• _DATA FOR PROCESSING_
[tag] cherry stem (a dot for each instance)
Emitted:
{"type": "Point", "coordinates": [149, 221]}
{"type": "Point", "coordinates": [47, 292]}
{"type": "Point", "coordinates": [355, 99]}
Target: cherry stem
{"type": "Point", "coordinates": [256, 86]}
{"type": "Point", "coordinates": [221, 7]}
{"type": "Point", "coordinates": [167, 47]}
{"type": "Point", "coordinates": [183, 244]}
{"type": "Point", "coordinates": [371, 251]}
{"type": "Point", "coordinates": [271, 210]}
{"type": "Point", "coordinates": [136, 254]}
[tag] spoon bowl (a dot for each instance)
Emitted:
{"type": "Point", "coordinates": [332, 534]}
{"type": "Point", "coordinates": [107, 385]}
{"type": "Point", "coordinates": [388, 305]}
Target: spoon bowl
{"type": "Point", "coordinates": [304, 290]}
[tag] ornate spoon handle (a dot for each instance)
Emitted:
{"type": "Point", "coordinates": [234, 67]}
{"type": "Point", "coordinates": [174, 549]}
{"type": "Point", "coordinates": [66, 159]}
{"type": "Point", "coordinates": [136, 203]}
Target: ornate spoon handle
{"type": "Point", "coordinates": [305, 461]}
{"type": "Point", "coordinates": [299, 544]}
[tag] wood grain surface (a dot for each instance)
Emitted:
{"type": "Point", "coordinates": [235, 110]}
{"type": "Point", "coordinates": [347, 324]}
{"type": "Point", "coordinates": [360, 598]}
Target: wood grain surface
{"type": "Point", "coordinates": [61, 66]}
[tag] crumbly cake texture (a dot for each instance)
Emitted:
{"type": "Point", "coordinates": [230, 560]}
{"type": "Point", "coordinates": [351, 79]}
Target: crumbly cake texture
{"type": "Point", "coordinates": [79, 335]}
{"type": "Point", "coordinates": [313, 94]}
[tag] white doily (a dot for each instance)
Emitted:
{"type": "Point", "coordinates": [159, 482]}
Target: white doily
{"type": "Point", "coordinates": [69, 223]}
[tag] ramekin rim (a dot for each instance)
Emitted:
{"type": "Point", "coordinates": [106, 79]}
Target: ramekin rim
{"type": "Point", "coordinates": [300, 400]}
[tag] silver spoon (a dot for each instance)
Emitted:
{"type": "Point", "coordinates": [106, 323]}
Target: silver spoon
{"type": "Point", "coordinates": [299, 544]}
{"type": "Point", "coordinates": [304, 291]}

• _YOUR GOAL_
Copy all the records above precisely.

• _REPLY TO THE EXERCISE_
[tag] cherry stem (a dot for each instance)
Emitted:
{"type": "Point", "coordinates": [149, 221]}
{"type": "Point", "coordinates": [47, 292]}
{"type": "Point", "coordinates": [355, 99]}
Target: cherry stem
{"type": "Point", "coordinates": [256, 86]}
{"type": "Point", "coordinates": [221, 7]}
{"type": "Point", "coordinates": [167, 47]}
{"type": "Point", "coordinates": [183, 244]}
{"type": "Point", "coordinates": [371, 251]}
{"type": "Point", "coordinates": [271, 210]}
{"type": "Point", "coordinates": [136, 254]}
[tag] spoon bowl (a dot for each instance)
Emitted:
{"type": "Point", "coordinates": [332, 534]}
{"type": "Point", "coordinates": [107, 385]}
{"type": "Point", "coordinates": [388, 305]}
Target: spoon bowl
{"type": "Point", "coordinates": [304, 290]}
[tag] ornate spoon handle (a dot for each instance)
Emitted:
{"type": "Point", "coordinates": [234, 67]}
{"type": "Point", "coordinates": [174, 549]}
{"type": "Point", "coordinates": [66, 159]}
{"type": "Point", "coordinates": [136, 203]}
Target: ornate spoon handle
{"type": "Point", "coordinates": [305, 461]}
{"type": "Point", "coordinates": [299, 544]}
[tag] wood grain surface (a dot for each instance)
Emitted:
{"type": "Point", "coordinates": [235, 110]}
{"type": "Point", "coordinates": [347, 324]}
{"type": "Point", "coordinates": [360, 598]}
Target: wood grain surface
{"type": "Point", "coordinates": [61, 66]}
[tag] crumbly cake texture (a dot for each instance)
Emitted:
{"type": "Point", "coordinates": [230, 560]}
{"type": "Point", "coordinates": [351, 79]}
Target: crumbly cake texture
{"type": "Point", "coordinates": [79, 335]}
{"type": "Point", "coordinates": [313, 94]}
[tag] white doily (a dot for each instance)
Emitted:
{"type": "Point", "coordinates": [159, 482]}
Target: white doily
{"type": "Point", "coordinates": [69, 223]}
[tag] ramekin rim (a dot for each instance)
Emitted:
{"type": "Point", "coordinates": [106, 79]}
Target: ramekin rim
{"type": "Point", "coordinates": [300, 400]}
[tag] silver spoon (a dot for each instance)
Emitted:
{"type": "Point", "coordinates": [106, 323]}
Target: silver spoon
{"type": "Point", "coordinates": [299, 544]}
{"type": "Point", "coordinates": [304, 291]}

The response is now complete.